▸ **AIM**
Pick up the account of the 2014 Six Hours of São Paulo race after its last sentence and keep writing it.

***** EXCERPT

Story and Photograph by Vickie Miller

While it was Thanksgiving in America, I missed out on turkey and dressing and attended the last race of the 2014 season for FIA (Fédération Internationale de l’Automobile) WEC (World Endurance Championship).  The race was held at Autódromo José Carlos Pace, also known by its former name of Interlagos, a motorsport circuit located in the city of São Paulo.  The circuit was renamed after Carlos Pace, a Brazilian Formula One driver who had died in a 1977 plane crash.

The FIA WEC Six Hours of Sao Paulo race was emocionante (which is Portuguese for thrilling and exciting!) While all race fans knew it would be Tom Kristensen’s (TK) last race before retirement, you could feel the emotion of the moment building throughout the paddock area as race day grew closer.  This was not my first FIA WEC race, but even I could tell a strong sense of getting everything right in the Audi garage.  The engineers seemed even more structured, precise, and deliberate in their movements.  The mood around the Audi garage and paddock area seemed subdued and people were nervous.  It was noticeable even to a novice fan like myself.  I imagined how long time Audi fans would soak in this moment trying to keep their emotions in check as race time grew so near.

**********
***** LISTED RECORDS

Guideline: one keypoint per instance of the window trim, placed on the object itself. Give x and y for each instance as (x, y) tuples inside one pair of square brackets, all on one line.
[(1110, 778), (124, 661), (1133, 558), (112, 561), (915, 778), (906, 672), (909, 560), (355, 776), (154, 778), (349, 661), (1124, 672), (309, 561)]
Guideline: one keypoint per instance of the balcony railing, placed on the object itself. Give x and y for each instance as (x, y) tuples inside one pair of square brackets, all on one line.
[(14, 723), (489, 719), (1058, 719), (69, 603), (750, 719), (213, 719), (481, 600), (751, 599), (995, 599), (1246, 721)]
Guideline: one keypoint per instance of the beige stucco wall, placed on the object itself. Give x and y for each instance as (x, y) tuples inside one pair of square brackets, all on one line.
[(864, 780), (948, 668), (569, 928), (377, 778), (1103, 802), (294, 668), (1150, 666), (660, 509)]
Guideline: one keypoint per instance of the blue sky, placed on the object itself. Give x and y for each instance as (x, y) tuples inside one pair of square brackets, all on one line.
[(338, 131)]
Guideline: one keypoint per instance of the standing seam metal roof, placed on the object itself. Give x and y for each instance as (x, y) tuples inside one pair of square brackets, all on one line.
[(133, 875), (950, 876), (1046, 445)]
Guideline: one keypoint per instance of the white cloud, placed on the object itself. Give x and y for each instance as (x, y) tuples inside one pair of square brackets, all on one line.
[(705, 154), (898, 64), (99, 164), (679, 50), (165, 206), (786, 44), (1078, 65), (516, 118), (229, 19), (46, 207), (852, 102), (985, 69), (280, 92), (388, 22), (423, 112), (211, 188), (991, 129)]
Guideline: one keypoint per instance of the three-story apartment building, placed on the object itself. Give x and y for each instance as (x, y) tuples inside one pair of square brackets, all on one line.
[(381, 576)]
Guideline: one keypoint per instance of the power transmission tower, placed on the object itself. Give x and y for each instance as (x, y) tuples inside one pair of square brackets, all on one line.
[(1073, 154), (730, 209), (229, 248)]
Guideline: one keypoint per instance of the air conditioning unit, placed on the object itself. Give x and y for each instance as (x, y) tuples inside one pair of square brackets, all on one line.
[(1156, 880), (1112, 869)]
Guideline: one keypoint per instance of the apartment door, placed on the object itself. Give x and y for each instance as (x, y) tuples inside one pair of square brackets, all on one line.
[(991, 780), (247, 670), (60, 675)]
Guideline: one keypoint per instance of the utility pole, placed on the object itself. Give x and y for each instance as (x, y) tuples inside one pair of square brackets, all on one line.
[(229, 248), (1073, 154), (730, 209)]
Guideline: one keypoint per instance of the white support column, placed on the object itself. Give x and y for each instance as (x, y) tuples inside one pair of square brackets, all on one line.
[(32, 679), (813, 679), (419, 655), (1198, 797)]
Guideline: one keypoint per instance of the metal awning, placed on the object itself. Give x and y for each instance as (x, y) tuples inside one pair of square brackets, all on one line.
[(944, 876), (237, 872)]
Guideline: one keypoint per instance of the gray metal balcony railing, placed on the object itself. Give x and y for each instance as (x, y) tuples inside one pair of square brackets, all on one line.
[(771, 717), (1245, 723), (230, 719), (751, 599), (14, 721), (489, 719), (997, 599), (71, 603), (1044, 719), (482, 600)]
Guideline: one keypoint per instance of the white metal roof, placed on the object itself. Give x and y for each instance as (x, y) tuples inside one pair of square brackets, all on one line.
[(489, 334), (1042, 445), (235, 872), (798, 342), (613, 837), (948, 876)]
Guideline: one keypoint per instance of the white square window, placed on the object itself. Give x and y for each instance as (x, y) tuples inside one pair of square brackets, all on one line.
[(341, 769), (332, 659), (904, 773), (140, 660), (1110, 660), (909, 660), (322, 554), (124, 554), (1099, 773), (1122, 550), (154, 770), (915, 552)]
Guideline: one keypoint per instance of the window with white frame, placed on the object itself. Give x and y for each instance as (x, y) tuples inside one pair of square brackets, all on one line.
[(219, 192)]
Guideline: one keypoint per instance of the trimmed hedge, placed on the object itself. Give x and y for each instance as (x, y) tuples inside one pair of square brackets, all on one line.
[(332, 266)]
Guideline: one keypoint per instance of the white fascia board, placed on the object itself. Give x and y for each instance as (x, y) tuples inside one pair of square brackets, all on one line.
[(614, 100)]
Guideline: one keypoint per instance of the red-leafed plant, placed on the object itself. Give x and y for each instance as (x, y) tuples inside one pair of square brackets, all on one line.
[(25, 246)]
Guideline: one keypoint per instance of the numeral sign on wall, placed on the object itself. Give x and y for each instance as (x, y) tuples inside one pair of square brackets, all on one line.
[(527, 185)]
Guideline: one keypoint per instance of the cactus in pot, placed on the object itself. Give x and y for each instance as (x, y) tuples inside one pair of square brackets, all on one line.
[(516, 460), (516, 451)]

**********

▸ **RESPONSE TO THIS EXERCISE**
Since Emerson Fittipaldi was in the race as a driver in the No. 61 Ferrari 458 car with Alessandro Pier Guidi and Jeff Segal, much of the pre-race ceremony was dedicated to him. Also receiving much attention was Mark Webber, some guy who used to drive F1 car from what I hear!  But with “good-bye” decals on the cars and many people stopping by the Audi garage, TK’s last race was in everyone’s thoughts.  After experiencing a memorable grid walk and chatting with Jorg Bergmeister, the Smoke Squadron provided an amazing flyover performance!  The air demonstration squadron is a group of pilots from the Brazilian Air Force similar to our Blue Angels.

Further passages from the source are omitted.